- [TEXT FOR ANALYSIS]:
=== Begin Enclosure ===

What is Dynamic Assessment?

If you are reading this, you may be an Educational, Clinical or Neuropsychologist. You may be a specialist teacher, a Speech and Language or Occupational Therapist. You might be accessing this website because you are a parent or have another role that makes you interested in finding out more about this area of work.

Much has been written about DA both from theoretical aspects and in addressing functional needs of users, so the following is intended only as a brief overview.

DA is a way of assessing the cognitive strengths and challenges of an examinee (child or adult – no age limits,  by means of deliberate intervention ,often referred to as mediation, within the assessment itself, so that the assessment becomes a dynamic learning experience, rather than an unaided test of the learner’s current performance. I will call the examinee the ‘learner’ henceforth, since we are not talking only about children.

The history of DA goes back to the early part of the 20th century based on the concepts of Lev Vygotsky born in 1896 in Russia, the same year as his contemporary Piaget.

Vygotsky’s famous concept of the ZPD (1978), the Zone of Proximal (next) Development, threw out a challenge to psychologists already in the 1920’s. Psychologists, he wrote, should not only test children. Assessment should imitate nature. In daily interactions we don’t test children, we learn with them. If our goal is to help a child to learn better, we need to sample not only what the child can do now , unaided, that is their Zone of Actual (current) Development (ZOA) , but what may be in the process of development , emerging skills, which the child can only access with support at this point in time. The child has not yet reached the stage of independent mastery of the skill.

=== End Enclosure ===

- [ACTIONS TO TAKE]:
- a) According to the text on Dynamic Assessment, in what year and in which country was Lev Vygotsky born?
- b) Duplicate the stretch of the text on Dynamic Assessment from "DA is a way" through "his contemporary Piaget.".
Rely only on the text on Dynamic Assessment.

- [DATA PROVIDED]:
=== Begin Enclosure ===

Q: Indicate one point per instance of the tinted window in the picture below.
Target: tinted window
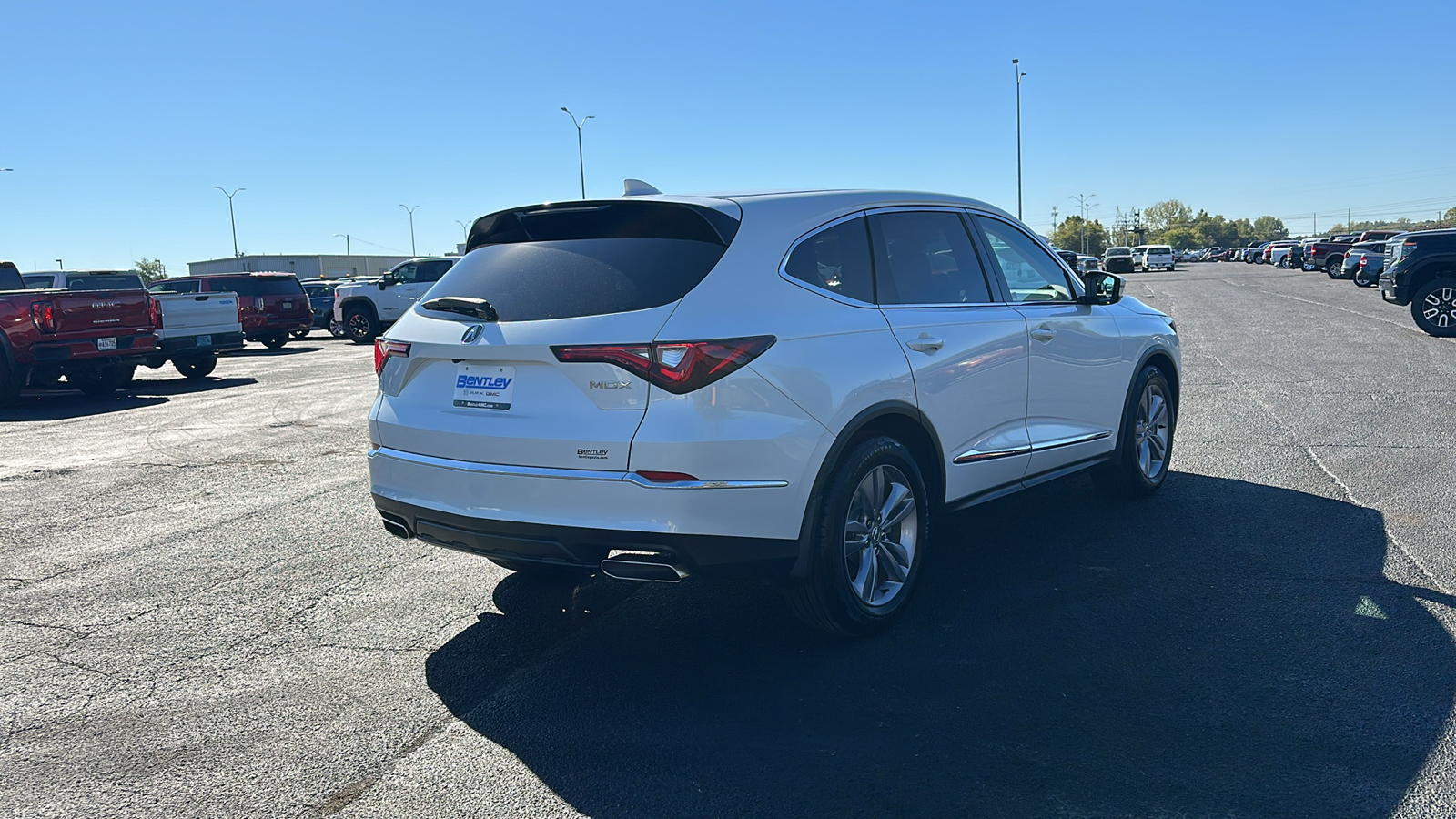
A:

=== End Enclosure ===

- [COMPLETED EXERCISE]:
- a) He was born in 1896, in Russia.

- b)
DA is a way of assessing the cognitive strengths and challenges of an examinee (child or adult – no age limits,  by means of deliberate intervention ,often referred to as mediation, within the assessment itself, so that the assessment becomes a dynamic learning experience, rather than an unaided test of the learner’s current performance. I will call the examinee the ‘learner’ henceforth, since we are not talking only about children.

The history of DA goes back to the early part of the 20th century based on the concepts of Lev Vygotsky born in 1896 in Russia, the same year as his contemporary Piaget.